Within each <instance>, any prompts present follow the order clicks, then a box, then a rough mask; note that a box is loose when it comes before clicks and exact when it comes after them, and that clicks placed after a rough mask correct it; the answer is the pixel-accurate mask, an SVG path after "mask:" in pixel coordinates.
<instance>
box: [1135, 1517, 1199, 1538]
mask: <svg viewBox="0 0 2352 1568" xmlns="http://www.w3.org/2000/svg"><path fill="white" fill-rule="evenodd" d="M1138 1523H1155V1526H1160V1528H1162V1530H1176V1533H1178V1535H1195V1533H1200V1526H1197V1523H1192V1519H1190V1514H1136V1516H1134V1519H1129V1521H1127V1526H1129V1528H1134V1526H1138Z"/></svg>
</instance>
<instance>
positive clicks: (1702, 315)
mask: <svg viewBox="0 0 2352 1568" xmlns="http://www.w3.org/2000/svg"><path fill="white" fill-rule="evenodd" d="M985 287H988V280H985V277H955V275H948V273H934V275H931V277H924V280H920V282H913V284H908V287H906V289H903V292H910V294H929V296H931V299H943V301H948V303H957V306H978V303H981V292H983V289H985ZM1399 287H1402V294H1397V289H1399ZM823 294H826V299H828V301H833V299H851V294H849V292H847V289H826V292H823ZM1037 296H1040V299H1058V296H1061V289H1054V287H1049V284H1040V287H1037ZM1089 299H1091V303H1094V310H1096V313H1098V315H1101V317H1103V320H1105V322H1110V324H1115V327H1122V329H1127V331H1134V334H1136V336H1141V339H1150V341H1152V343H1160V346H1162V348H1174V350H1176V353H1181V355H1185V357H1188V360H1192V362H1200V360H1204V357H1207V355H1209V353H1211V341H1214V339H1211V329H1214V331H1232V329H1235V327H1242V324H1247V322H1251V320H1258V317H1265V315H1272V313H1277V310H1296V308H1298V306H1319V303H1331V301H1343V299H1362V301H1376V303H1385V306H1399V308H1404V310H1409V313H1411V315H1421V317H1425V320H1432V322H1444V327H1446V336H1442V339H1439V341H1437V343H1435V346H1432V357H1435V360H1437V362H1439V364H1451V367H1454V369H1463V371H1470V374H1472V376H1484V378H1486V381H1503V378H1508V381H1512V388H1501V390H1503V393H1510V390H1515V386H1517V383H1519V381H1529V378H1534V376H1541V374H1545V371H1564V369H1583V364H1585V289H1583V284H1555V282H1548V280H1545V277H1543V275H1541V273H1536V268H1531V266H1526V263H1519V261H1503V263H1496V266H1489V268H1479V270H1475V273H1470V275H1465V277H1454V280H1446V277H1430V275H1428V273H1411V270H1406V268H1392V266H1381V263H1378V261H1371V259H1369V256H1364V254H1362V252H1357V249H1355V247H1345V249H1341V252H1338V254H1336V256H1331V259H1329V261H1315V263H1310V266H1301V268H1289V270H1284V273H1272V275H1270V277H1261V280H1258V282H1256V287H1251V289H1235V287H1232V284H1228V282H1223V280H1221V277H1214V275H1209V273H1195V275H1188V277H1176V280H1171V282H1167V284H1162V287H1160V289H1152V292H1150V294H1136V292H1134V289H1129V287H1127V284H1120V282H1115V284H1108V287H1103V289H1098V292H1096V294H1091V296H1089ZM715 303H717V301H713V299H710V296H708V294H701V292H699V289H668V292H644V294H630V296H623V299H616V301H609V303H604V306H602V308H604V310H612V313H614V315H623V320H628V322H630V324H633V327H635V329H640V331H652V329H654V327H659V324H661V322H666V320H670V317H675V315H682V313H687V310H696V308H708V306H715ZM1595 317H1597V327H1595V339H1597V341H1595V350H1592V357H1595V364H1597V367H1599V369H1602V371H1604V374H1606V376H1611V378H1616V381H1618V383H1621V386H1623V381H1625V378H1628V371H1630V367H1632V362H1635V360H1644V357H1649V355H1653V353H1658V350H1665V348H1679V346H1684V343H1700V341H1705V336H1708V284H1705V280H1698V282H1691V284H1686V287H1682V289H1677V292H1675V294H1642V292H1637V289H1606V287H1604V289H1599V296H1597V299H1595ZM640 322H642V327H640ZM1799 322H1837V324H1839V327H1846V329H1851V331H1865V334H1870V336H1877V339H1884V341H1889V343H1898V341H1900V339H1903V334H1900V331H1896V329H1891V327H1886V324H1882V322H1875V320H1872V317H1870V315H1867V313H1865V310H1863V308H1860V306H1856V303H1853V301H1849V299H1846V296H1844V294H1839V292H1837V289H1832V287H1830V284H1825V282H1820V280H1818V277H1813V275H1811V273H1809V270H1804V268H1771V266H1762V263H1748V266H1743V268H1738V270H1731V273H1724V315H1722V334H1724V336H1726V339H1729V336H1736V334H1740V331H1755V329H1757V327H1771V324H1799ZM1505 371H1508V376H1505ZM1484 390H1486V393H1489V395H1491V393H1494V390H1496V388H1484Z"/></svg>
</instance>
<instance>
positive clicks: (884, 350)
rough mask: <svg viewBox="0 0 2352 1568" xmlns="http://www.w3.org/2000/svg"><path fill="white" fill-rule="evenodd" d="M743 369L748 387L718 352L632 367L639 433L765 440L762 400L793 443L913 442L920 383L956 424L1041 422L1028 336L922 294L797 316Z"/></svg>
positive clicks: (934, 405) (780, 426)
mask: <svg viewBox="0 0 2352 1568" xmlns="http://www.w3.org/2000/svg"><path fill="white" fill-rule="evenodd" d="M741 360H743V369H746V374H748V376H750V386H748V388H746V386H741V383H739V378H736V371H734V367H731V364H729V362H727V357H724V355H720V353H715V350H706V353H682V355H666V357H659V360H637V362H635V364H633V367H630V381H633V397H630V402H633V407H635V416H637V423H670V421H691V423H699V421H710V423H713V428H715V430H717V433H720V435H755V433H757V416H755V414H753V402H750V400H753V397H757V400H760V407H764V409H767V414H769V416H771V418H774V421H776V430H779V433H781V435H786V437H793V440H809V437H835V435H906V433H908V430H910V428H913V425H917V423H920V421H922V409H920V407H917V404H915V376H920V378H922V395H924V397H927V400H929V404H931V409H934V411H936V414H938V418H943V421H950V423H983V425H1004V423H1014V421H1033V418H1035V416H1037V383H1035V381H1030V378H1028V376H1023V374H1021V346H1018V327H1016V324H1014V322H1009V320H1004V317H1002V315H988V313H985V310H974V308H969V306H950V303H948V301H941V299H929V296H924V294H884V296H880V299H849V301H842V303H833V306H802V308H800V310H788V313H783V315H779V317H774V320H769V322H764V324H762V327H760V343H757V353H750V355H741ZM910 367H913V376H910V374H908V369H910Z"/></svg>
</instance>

○ ○ ○ ○ ○ ○ ○

- WHAT IS NEEDED
Print out an identical copy of the whole listing.

- SOLUTION TO THE EXERCISE
Within each <instance>, any prompts present follow the order clicks, then a box, then a rough mask; note that a box is loose when it comes before clicks and exact when it comes after them, and that clicks placed after a rough mask correct it; the answer is the pixel-accurate mask, an SVG path after "mask:" in pixel coordinates.
<instance>
box: [1135, 1517, 1199, 1538]
mask: <svg viewBox="0 0 2352 1568" xmlns="http://www.w3.org/2000/svg"><path fill="white" fill-rule="evenodd" d="M1138 1523H1155V1526H1160V1528H1162V1530H1176V1533H1178V1535H1195V1533H1200V1526H1197V1523H1192V1519H1190V1514H1136V1516H1134V1519H1129V1521H1127V1526H1129V1528H1134V1526H1138Z"/></svg>
</instance>
<instance>
positive clicks: (1702, 315)
mask: <svg viewBox="0 0 2352 1568" xmlns="http://www.w3.org/2000/svg"><path fill="white" fill-rule="evenodd" d="M985 287H988V280H985V277H955V275H948V273H934V275H931V277H924V280H920V282H913V284H908V287H906V289H903V292H910V294H929V296H931V299H943V301H948V303H957V306H978V303H981V292H983V289H985ZM1399 287H1402V294H1397V289H1399ZM823 294H826V299H828V301H833V299H851V294H849V292H847V289H826V292H823ZM1037 296H1040V299H1058V296H1061V289H1054V287H1049V284H1040V287H1037ZM1089 299H1091V303H1094V310H1096V313H1098V315H1101V317H1103V320H1105V322H1110V324H1115V327H1122V329H1127V331H1134V334H1136V336H1141V339H1150V341H1152V343H1160V346H1162V348H1174V350H1176V353H1181V355H1185V357H1188V360H1192V362H1200V360H1204V357H1207V355H1209V353H1211V341H1214V339H1211V329H1214V331H1232V329H1235V327H1242V324H1247V322H1251V320H1258V317H1265V315H1272V313H1277V310H1296V308H1298V306H1319V303H1331V301H1343V299H1362V301H1376V303H1385V306H1399V308H1404V310H1409V313H1411V315H1421V317H1425V320H1432V322H1444V327H1446V336H1442V339H1439V341H1437V343H1435V346H1432V357H1435V360H1437V362H1439V364H1451V367H1454V369H1463V371H1470V374H1472V376H1484V378H1486V381H1503V378H1508V381H1512V388H1501V390H1503V393H1510V390H1515V386H1517V383H1519V381H1529V378H1534V376H1541V374H1545V371H1564V369H1583V364H1585V289H1583V284H1555V282H1548V280H1545V277H1543V275H1541V273H1536V268H1531V266H1526V263H1519V261H1503V263H1496V266H1489V268H1479V270H1475V273H1470V275H1465V277H1454V280H1446V277H1430V275H1428V273H1411V270H1406V268H1392V266H1381V263H1378V261H1371V259H1369V256H1364V254H1362V252H1357V249H1355V247H1345V249H1341V252H1338V254H1336V256H1331V259H1329V261H1315V263H1310V266H1301V268H1289V270H1284V273H1272V275H1270V277H1261V280H1258V282H1256V287H1251V289H1235V287H1232V284H1228V282H1223V280H1221V277H1214V275H1209V273H1195V275H1188V277H1176V280H1171V282H1167V284H1162V287H1160V289H1152V292H1150V294H1136V292H1134V289H1129V287H1127V284H1120V282H1115V284H1108V287H1103V289H1098V292H1096V294H1091V296H1089ZM715 303H717V301H713V299H710V296H708V294H701V292H699V289H668V292H644V294H630V296H623V299H616V301H609V303H604V306H602V308H604V310H612V313H614V315H623V320H628V322H630V324H633V327H635V329H640V331H652V329H654V327H659V324H661V322H666V320H670V317H675V315H682V313H687V310H696V308H708V306H715ZM1595 317H1597V327H1595V339H1597V341H1595V350H1592V357H1595V364H1597V367H1599V369H1602V371H1604V374H1606V376H1611V378H1616V381H1618V383H1621V386H1623V381H1625V378H1628V371H1630V367H1632V362H1635V360H1644V357H1649V355H1653V353H1658V350H1665V348H1679V346H1684V343H1700V341H1705V336H1708V284H1705V280H1698V282H1691V284H1686V287H1682V289H1677V292H1675V294H1642V292H1637V289H1606V287H1604V289H1599V296H1597V299H1595ZM640 322H642V327H640ZM1799 322H1837V324H1839V327H1846V329H1851V331H1865V334H1870V336H1877V339H1884V341H1889V343H1898V341H1900V339H1903V334H1900V331H1896V329H1891V327H1886V324H1882V322H1875V320H1872V317H1870V315H1867V313H1865V310H1863V308H1860V306H1856V303H1853V301H1849V299H1846V296H1844V294H1839V292H1837V289H1832V287H1830V284H1825V282H1820V280H1818V277H1813V275H1811V273H1809V270H1804V268H1771V266H1762V263H1748V266H1743V268H1738V270H1731V273H1724V315H1722V334H1724V336H1726V339H1729V336H1736V334H1740V331H1755V329H1757V327H1771V324H1799ZM1505 371H1508V376H1505ZM1484 390H1486V393H1489V395H1491V393H1494V390H1496V388H1484Z"/></svg>
</instance>
<instance>
positive clicks: (884, 350)
rough mask: <svg viewBox="0 0 2352 1568" xmlns="http://www.w3.org/2000/svg"><path fill="white" fill-rule="evenodd" d="M743 369L748 387L718 352L632 367L639 433L765 440L762 400L793 443L913 442L920 383L956 424L1041 422L1028 336L922 294L797 316Z"/></svg>
positive clicks: (934, 405) (780, 426)
mask: <svg viewBox="0 0 2352 1568" xmlns="http://www.w3.org/2000/svg"><path fill="white" fill-rule="evenodd" d="M741 360H743V369H746V374H748V376H750V386H748V388H746V386H741V383H739V378H736V371H734V367H731V364H729V362H727V357H724V355H720V353H715V350H706V353H682V355H666V357H659V360H637V362H635V364H633V367H630V381H633V397H630V402H633V407H635V416H637V423H670V421H691V423H699V421H710V423H713V428H715V430H717V433H720V435H755V433H757V416H755V414H753V402H750V400H753V397H757V400H760V407H764V409H767V414H769V416H771V418H774V421H776V430H779V433H781V435H786V437H793V440H809V437H835V435H906V433H908V430H910V428H913V425H917V423H920V421H922V409H920V407H917V404H915V376H920V378H922V395H924V397H927V400H929V404H931V409H934V411H936V414H938V418H943V421H950V423H983V425H1004V423H1014V421H1033V418H1035V416H1037V383H1035V381H1030V378H1028V376H1023V374H1021V346H1018V327H1016V324H1014V322H1009V320H1004V317H1002V315H988V313H985V310H974V308H969V306H950V303H948V301H941V299H929V296H924V294H884V296H880V299H849V301H842V303H833V306H802V308H800V310H788V313H783V315H779V317H774V320H769V322H764V324H762V327H760V343H757V353H750V355H741ZM910 367H913V376H910V374H908V369H910Z"/></svg>
</instance>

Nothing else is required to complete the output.